◆ **What you will do**:
Can you convert every line of the records below into a Markdown table with two columns, Row for the row number and Line for the text of the line, skipping any blank lines?

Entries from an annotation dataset
***
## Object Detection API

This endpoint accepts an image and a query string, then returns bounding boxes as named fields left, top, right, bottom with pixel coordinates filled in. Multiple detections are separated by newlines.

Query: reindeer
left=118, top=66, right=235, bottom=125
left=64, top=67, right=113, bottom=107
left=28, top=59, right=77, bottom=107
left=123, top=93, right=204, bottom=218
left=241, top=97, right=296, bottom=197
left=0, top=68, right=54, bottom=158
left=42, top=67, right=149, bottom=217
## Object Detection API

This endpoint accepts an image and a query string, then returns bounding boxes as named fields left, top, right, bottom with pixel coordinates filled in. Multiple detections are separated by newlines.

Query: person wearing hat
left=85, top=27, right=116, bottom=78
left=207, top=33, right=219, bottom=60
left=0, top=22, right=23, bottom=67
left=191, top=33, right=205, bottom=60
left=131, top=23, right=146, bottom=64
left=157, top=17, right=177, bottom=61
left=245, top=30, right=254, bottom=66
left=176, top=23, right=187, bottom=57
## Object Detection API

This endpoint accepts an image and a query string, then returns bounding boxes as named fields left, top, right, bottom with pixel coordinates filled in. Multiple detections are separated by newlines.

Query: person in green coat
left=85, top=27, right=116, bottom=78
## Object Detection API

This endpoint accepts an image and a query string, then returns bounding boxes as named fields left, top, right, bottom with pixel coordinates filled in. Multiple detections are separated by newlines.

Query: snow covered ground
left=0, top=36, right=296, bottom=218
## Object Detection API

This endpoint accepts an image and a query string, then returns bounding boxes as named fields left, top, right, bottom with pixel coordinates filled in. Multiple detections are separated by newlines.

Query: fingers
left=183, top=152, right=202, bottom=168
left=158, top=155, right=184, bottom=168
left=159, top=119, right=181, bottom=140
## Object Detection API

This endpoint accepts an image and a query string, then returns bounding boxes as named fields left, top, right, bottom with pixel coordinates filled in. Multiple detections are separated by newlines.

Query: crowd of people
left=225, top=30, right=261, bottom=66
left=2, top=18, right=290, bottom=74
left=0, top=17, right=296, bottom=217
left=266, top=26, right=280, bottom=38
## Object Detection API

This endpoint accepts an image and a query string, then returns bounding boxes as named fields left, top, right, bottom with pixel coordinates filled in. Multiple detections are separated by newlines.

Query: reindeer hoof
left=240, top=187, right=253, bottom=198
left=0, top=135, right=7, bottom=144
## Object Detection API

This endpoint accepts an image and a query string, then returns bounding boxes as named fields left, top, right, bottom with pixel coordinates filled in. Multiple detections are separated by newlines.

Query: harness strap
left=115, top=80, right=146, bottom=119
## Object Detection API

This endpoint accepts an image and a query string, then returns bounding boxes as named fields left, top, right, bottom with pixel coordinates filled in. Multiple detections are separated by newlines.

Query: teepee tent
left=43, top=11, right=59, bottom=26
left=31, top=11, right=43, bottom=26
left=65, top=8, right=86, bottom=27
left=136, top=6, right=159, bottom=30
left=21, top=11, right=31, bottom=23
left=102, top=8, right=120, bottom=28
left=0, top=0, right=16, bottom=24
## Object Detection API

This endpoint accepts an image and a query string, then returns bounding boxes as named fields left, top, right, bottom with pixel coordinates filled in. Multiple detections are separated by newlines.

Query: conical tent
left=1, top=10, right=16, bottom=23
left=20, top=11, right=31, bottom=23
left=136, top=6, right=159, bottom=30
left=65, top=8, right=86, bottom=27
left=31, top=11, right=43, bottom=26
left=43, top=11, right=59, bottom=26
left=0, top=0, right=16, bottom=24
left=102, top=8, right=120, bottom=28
***
◆ **Expected answer**:
| Row | Line |
|---|---|
| 1 | ## Object Detection API |
| 2 | This endpoint accepts an image and a query string, then returns bounding boxes as named fields left, top, right, bottom with pixel coordinates filled in. Multiple detections are separated by newlines. |
| 3 | Query: reindeer |
| 4 | left=118, top=66, right=235, bottom=125 |
| 5 | left=64, top=67, right=113, bottom=107 |
| 6 | left=28, top=59, right=77, bottom=107 |
| 7 | left=123, top=93, right=204, bottom=218 |
| 8 | left=241, top=97, right=296, bottom=197 |
| 9 | left=0, top=68, right=54, bottom=158 |
| 10 | left=42, top=67, right=149, bottom=217 |
| 11 | ## Object Detection API |
| 12 | This endpoint accepts an image and a query string, then returns bounding boxes as named fields left, top, right, bottom with pixel coordinates filled in. Multiple detections are separated by newlines. |
| 13 | Query: person wearing hat |
| 14 | left=85, top=27, right=116, bottom=78 |
| 15 | left=207, top=33, right=219, bottom=60 |
| 16 | left=0, top=22, right=23, bottom=67 |
| 17 | left=191, top=33, right=205, bottom=60 |
| 18 | left=131, top=23, right=146, bottom=64 |
| 19 | left=157, top=17, right=177, bottom=61 |
| 20 | left=245, top=30, right=254, bottom=66 |
| 21 | left=176, top=23, right=187, bottom=57 |
| 22 | ## Object Detection API |
| 23 | This endpoint accepts an image and a query string, then returns bounding boxes as named fields left, top, right, bottom with pixel coordinates filled in. Multiple detections are separated by newlines. |
| 24 | Query: person in green coat |
| 25 | left=85, top=27, right=116, bottom=78 |
| 26 | ## Object Detection API |
| 27 | This endpoint accepts an image and a query string, then returns bounding boxes as named fields left, top, right, bottom with pixel coordinates filled in. Multiple detections are separated by newlines. |
| 28 | Query: snow covered ground |
| 29 | left=0, top=36, right=296, bottom=218 |
| 30 | ## Object Detection API |
| 31 | This endpoint accepts an image and a query string, then returns bounding boxes as named fields left, top, right, bottom with pixel coordinates filled in. Multiple detections are separated by newlines. |
| 32 | Query: fingers |
| 33 | left=183, top=152, right=202, bottom=168 |
| 34 | left=158, top=155, right=184, bottom=168 |
| 35 | left=159, top=119, right=181, bottom=140 |
| 36 | ## Object Detection API |
| 37 | This endpoint accepts an image and a query string, then returns bounding boxes as named fields left, top, right, bottom with pixel coordinates filled in. Multiple detections are separated by newlines. |
| 38 | Query: crowd of people |
| 39 | left=225, top=30, right=261, bottom=66 |
| 40 | left=2, top=18, right=290, bottom=74 |
| 41 | left=0, top=17, right=296, bottom=217 |
| 42 | left=266, top=26, right=280, bottom=38 |
| 43 | ## Object Detection API |
| 44 | This endpoint accepts an image and a query string, then returns bounding boxes as named fields left, top, right, bottom with pixel coordinates filled in. Multiple detections are separated by newlines. |
| 45 | Query: reindeer hoof |
| 46 | left=240, top=187, right=253, bottom=198 |
| 47 | left=0, top=135, right=7, bottom=144 |
| 48 | ## Object Detection API |
| 49 | This endpoint accepts an image and a query string, then returns bounding boxes as named fields left, top, right, bottom with pixel coordinates filled in. Multiple detections are separated by newlines. |
| 50 | Query: harness strap |
| 51 | left=115, top=80, right=146, bottom=119 |
| 52 | ## Object Detection API |
| 53 | This endpoint accepts an image and a query string, then returns bounding boxes as named fields left, top, right, bottom with pixel coordinates filled in. Multiple detections are separated by newlines. |
| 54 | Query: teepee tent |
| 55 | left=43, top=11, right=59, bottom=26 |
| 56 | left=31, top=11, right=43, bottom=26 |
| 57 | left=65, top=8, right=86, bottom=27 |
| 58 | left=136, top=6, right=159, bottom=30 |
| 59 | left=21, top=11, right=31, bottom=23 |
| 60 | left=102, top=8, right=120, bottom=28 |
| 61 | left=0, top=0, right=16, bottom=24 |
| 62 | ## Object Detection API |
| 63 | This endpoint accepts an image and a query string, then returns bounding boxes as named fields left, top, right, bottom with pixel coordinates filled in. Multiple detections are separated by newlines. |
| 64 | Query: conical tent |
| 65 | left=1, top=10, right=16, bottom=23 |
| 66 | left=20, top=11, right=31, bottom=23 |
| 67 | left=136, top=6, right=159, bottom=30 |
| 68 | left=65, top=8, right=86, bottom=27 |
| 69 | left=31, top=11, right=43, bottom=26 |
| 70 | left=43, top=11, right=59, bottom=26 |
| 71 | left=0, top=0, right=16, bottom=24 |
| 72 | left=102, top=8, right=120, bottom=28 |